» **DATA IN THIS EXERCISE**
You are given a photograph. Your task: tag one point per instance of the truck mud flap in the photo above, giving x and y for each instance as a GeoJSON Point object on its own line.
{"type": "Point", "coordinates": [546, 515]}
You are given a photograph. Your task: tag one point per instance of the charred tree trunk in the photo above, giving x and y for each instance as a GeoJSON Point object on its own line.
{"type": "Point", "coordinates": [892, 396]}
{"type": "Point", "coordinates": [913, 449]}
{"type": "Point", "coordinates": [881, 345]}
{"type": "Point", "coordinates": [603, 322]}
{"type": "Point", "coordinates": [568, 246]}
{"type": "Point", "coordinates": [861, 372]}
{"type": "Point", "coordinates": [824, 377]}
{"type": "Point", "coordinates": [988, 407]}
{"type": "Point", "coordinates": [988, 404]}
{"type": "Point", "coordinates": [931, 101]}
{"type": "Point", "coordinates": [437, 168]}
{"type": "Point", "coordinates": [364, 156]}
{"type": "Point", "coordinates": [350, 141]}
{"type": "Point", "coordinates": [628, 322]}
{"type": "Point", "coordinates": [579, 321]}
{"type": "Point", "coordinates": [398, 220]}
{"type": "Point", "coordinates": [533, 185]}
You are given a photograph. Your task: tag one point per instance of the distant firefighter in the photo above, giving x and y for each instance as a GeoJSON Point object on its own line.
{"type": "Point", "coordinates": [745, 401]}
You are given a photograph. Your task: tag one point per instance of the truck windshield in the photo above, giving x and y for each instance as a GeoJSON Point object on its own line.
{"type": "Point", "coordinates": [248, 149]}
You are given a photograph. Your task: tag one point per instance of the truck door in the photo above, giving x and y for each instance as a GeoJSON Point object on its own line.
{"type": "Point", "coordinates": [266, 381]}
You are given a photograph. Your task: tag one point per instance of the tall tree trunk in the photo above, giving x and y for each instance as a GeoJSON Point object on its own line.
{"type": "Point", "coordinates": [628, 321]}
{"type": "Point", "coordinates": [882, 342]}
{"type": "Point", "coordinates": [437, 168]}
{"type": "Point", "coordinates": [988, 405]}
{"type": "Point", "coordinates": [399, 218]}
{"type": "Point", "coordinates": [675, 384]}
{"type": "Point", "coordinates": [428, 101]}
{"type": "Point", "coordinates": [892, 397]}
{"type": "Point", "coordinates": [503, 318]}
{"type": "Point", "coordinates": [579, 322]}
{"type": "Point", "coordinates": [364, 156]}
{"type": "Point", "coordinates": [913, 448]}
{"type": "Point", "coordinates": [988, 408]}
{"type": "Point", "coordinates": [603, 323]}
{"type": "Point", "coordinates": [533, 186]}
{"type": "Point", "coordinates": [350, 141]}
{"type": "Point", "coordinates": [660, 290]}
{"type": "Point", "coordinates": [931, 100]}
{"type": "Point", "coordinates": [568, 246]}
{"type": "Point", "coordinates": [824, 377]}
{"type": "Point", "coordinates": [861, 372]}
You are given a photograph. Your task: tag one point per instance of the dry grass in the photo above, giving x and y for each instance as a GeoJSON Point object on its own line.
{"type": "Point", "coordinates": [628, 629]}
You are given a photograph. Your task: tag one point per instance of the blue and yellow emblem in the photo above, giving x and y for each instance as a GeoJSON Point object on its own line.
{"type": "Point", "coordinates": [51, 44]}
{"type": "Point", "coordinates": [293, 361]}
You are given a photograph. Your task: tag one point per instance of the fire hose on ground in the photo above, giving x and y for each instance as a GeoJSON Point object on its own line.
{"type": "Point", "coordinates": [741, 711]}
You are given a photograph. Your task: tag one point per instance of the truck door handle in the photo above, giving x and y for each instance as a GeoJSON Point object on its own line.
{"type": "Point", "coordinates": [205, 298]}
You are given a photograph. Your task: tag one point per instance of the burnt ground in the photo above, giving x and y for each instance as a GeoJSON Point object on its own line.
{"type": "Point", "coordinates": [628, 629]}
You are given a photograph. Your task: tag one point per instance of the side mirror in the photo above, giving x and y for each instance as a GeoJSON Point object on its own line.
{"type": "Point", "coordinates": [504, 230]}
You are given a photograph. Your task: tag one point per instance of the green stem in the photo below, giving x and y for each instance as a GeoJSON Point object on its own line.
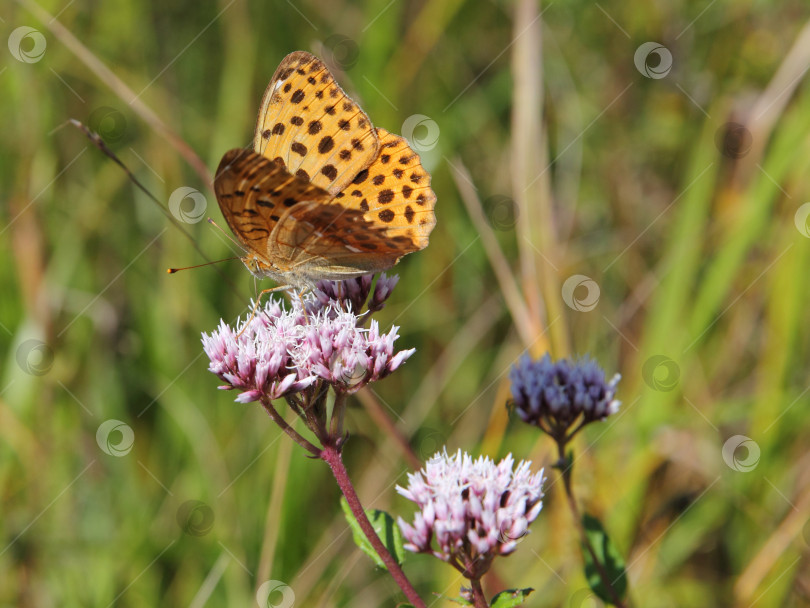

---

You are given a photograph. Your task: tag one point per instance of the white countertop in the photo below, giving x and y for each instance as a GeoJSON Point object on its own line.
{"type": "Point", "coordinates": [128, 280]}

» **WHAT TO WORK ON**
Copy the data from the line containing "of the burnt" through the line containing "of the green", swapping "side mirror" for "rearview mirror" and keeping everything else identical.

» **WRITTEN ANSWER**
You are given a photograph. Your task: tag one point per instance of the burnt ground in the photo above, giving x and y for each instance as a GeoJSON Point object on its own line.
{"type": "Point", "coordinates": [628, 629]}
You are given a photograph. Your task: tag one point per instance of the rearview mirror in the photo above, giving x and y for each instance as a GeoJSON Point object on its own line.
{"type": "Point", "coordinates": [504, 230]}
You are given a photograph. Your task: tag one point per instance of the green stem in the photo below, giving x and y for each instance as a GeoJSON Point object on its own line.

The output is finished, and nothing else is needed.